Return every row that follows word for word, without altering anything.

RECORDED INFORMATION:

>>

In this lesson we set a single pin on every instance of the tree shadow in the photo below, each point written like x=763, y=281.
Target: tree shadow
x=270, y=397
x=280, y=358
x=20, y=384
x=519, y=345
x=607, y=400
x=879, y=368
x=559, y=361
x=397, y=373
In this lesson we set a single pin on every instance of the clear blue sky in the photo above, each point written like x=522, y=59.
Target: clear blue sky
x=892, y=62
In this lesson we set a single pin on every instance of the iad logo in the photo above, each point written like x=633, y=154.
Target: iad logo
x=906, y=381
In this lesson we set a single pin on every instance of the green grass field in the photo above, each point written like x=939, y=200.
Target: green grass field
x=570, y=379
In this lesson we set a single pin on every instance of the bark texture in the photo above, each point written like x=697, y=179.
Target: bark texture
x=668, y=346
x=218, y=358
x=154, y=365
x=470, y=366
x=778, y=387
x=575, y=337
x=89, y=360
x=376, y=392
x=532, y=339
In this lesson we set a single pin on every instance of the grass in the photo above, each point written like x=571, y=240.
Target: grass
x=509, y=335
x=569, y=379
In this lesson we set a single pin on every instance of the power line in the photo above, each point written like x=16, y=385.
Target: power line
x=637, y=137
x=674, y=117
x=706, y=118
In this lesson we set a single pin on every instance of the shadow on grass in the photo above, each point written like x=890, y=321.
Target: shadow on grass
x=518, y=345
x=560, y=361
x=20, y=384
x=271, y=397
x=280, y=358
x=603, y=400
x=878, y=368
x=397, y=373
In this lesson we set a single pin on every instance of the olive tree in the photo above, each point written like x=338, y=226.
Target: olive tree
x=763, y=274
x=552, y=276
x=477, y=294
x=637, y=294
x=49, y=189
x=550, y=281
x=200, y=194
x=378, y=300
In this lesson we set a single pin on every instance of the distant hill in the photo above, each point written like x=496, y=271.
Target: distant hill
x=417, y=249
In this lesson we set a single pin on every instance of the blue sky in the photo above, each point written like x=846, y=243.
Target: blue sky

<<

RESPONSE BELOW:
In this lesson we set a single pin on every instance of the tree shadow in the photo below, each point written like x=763, y=281.
Target: tree shadow
x=270, y=397
x=280, y=358
x=20, y=384
x=519, y=345
x=607, y=400
x=879, y=368
x=559, y=361
x=397, y=373
In this lesson we set a single pin on every instance of the clear blue sky in the photo above, each point written like x=522, y=59.
Target: clear blue sky
x=892, y=62
In this lesson we set a single pin on every instance of the iad logo in the photo above, each point written like x=633, y=154.
Target: iad logo
x=906, y=381
In this lesson we set a single pin on every instance of the green grass field in the photo above, each point written like x=939, y=200.
Target: green grass field
x=570, y=379
In this lesson we set a single pin on every instance of the bark texture in the photo above, each point written like x=697, y=179.
Target: bark texture
x=668, y=346
x=218, y=358
x=154, y=365
x=470, y=366
x=778, y=387
x=575, y=337
x=89, y=360
x=376, y=392
x=532, y=339
In this lesson we set a single pin on every instance of the grass in the photo above, each point written like x=571, y=240.
Target: grass
x=509, y=335
x=569, y=379
In this lesson we set a single pin on every instance of the power line in the photo above, each point written like x=16, y=385.
Target: power line
x=637, y=137
x=674, y=117
x=706, y=118
In this lesson we set a single pin on every instance of the shadow on grass in the photo above, each point written like x=890, y=321.
Target: shadow on grass
x=518, y=345
x=560, y=361
x=20, y=384
x=271, y=397
x=280, y=358
x=603, y=400
x=878, y=368
x=397, y=373
In this lesson we set a single pin on every instance of the olive tree in the photo above, each point written like x=338, y=226.
Target: olive tree
x=763, y=274
x=552, y=276
x=477, y=294
x=637, y=294
x=49, y=189
x=550, y=281
x=200, y=194
x=378, y=300
In this lesson we set a single pin on every instance of the distant hill in the photo above, each point written like x=496, y=271.
Target: distant hill
x=417, y=249
In this lesson we set a single pin on every instance of the blue sky in the photo above, each point written like x=846, y=243.
Target: blue sky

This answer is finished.